DIRECTIONS FOR THIS TASK
The reply should hold every line of the data, unchanged and complete.

EXCERPTED DATA
============================================================
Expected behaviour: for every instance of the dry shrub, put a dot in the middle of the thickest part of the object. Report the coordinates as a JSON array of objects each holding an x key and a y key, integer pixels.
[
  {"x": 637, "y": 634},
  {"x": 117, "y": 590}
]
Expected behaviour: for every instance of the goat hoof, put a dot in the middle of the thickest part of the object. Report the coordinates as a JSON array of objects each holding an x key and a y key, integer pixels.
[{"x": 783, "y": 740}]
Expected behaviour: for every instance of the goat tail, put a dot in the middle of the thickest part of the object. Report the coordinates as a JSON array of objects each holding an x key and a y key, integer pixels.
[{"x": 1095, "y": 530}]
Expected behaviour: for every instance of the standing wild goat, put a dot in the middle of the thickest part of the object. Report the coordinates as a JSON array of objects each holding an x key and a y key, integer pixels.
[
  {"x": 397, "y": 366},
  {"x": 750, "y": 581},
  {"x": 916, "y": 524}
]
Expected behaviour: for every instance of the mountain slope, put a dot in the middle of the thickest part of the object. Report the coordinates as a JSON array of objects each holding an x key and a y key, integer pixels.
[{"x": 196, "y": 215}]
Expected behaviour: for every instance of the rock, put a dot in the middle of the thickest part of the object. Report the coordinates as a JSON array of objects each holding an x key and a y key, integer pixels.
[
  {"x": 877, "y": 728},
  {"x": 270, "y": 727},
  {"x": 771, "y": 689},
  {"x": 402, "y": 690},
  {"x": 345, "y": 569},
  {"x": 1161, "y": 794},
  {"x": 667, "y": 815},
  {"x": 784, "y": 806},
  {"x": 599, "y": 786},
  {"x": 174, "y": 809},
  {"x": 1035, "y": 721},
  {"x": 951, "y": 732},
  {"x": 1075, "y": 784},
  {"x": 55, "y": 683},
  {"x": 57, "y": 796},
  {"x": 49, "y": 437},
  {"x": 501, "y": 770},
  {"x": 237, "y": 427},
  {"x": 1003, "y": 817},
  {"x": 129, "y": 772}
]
============================================================
RESPONSE BOX
Expected behaviour: for every instance of the dry shrub, put a dot in the middle of the thickest part of the object. Report the coordinates as a JSON array of objects each holding an x key and a y key, integer pixels.
[
  {"x": 637, "y": 634},
  {"x": 117, "y": 590}
]
Expected behaviour: for every instance of the goat hoof, put a dot in the middle of the thickest part of the object. Report the coordinates as a JSON array of objects each holding an x key and a y key, integer pixels.
[{"x": 783, "y": 740}]
Expected behaviour: for every instance of the goat tail, put a dot in the middle of the thickest part of the object. Report the coordinates as a JSON array of objects each holding an x key and a y key, integer pixels.
[{"x": 1095, "y": 530}]
Expected behaviour: for every instance of the standing wild goat, put a dot in the middle of the thickest part of the object. Report the coordinates as a JSON array of objects each holding an x key and a y key, integer pixels.
[
  {"x": 397, "y": 366},
  {"x": 750, "y": 581},
  {"x": 916, "y": 524}
]
Expected behaviour: for every instance of the mountain slope, put a dot in the middle of the thickest part of the object. Report the coordinates as a JSON array of objects each holding an x key and a y key, integer pixels.
[{"x": 196, "y": 215}]
Expected behaviour: for every instance of the rock, put a dot in the middle of the thickest part of the object. Report the coordinates as a JSON array of objects each holding an x key and a y key, integer pixels.
[
  {"x": 877, "y": 728},
  {"x": 270, "y": 727},
  {"x": 771, "y": 689},
  {"x": 402, "y": 690},
  {"x": 345, "y": 569},
  {"x": 1161, "y": 794},
  {"x": 667, "y": 815},
  {"x": 784, "y": 806},
  {"x": 599, "y": 786},
  {"x": 174, "y": 809},
  {"x": 1035, "y": 721},
  {"x": 951, "y": 732},
  {"x": 1075, "y": 784},
  {"x": 55, "y": 683},
  {"x": 57, "y": 796},
  {"x": 49, "y": 437},
  {"x": 501, "y": 770},
  {"x": 237, "y": 427},
  {"x": 1003, "y": 817},
  {"x": 129, "y": 772}
]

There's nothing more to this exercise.